> _Document text_
As we all know the transformation to digital is underway. How fast, rapid or tsunamic it will become is still open to discussion and lots of speculation. There is clear evidence that advertisers, especially small- and mid-sized businesses (SMBs) are shifting their ad and promotion buying habits to a more digital mix. This mix includes Facebook, digital display, search, websites, email marketing and native advertising. Print advertising from community publishers still shows up as a proven method to reach buyers and in many cases is still a preferred medium. So what is the best balanced media mix for SMBs?

“A surprisingly robust number of [newspaper] readers still prefer print” says Rick Edmonds, Poynter’s media business analyst. The total ad market isn’t growing significantly, rather its transitioning over to digital, cannibalizing more traditional advertising into a balanced media mix. John Murray, Vice President of Audience Development for News Media Alliance, presented these fresh statistics back in May to an industry group:

  • The past week newspaper media audience, print & digital combined, is 62.1% of total adults, down from 69% in Release 1, 2013.
  • Millennial audience print/digital in the past week increased slightly (58% from 57%) from…2015, driven by increased mobile usage.
  • Just over half (51%) of the newspaper audience in the past week reads newspaper digital content.
  • Three-fourths (75%) of the newspaper audience during the week reads a printed copy.
  • Nearly three in ten (29%) read both print and digital newspaper content.

How do you prioritize where to spend your sales budget to have the largest effect on your ad revenue?

We don’t pretend to tell you how but we do know that a hybrid media mix of print and digital is still the most effective. One that is flexible enough to enable you to shift based on category and transform your marketing efforts along with your sales initiatives.

> _Given records_
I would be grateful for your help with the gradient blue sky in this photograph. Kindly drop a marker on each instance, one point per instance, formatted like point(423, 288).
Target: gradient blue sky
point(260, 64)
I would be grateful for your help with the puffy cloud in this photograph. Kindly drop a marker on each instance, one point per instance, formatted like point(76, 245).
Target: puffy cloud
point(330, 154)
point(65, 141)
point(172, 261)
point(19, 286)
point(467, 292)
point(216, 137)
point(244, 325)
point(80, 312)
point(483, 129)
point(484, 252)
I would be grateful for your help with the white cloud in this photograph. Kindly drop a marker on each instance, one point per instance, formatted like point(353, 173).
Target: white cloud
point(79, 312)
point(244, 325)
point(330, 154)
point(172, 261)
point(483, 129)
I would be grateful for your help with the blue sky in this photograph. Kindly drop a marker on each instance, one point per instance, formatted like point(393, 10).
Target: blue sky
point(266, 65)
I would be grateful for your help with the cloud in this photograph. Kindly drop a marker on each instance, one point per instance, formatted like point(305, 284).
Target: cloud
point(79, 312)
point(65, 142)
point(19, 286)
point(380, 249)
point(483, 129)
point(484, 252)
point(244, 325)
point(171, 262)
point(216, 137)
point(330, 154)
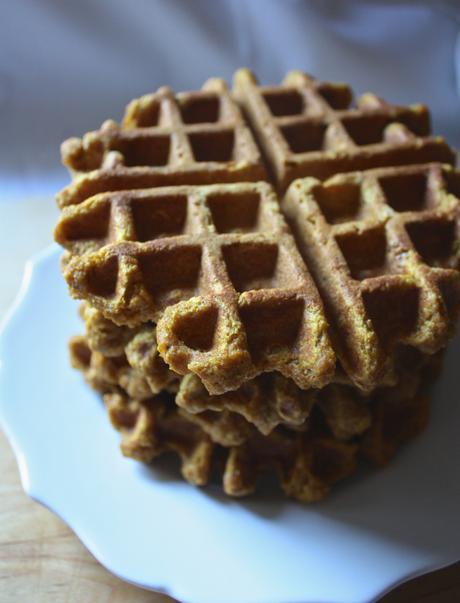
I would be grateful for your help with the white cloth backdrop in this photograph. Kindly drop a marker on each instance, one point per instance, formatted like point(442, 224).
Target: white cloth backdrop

> _What this task involves_
List the digital channels that the text on advertising media mix names as part of the more digital mix.

> _Final answer_
Facebook, digital display, search, websites, email marketing, native advertising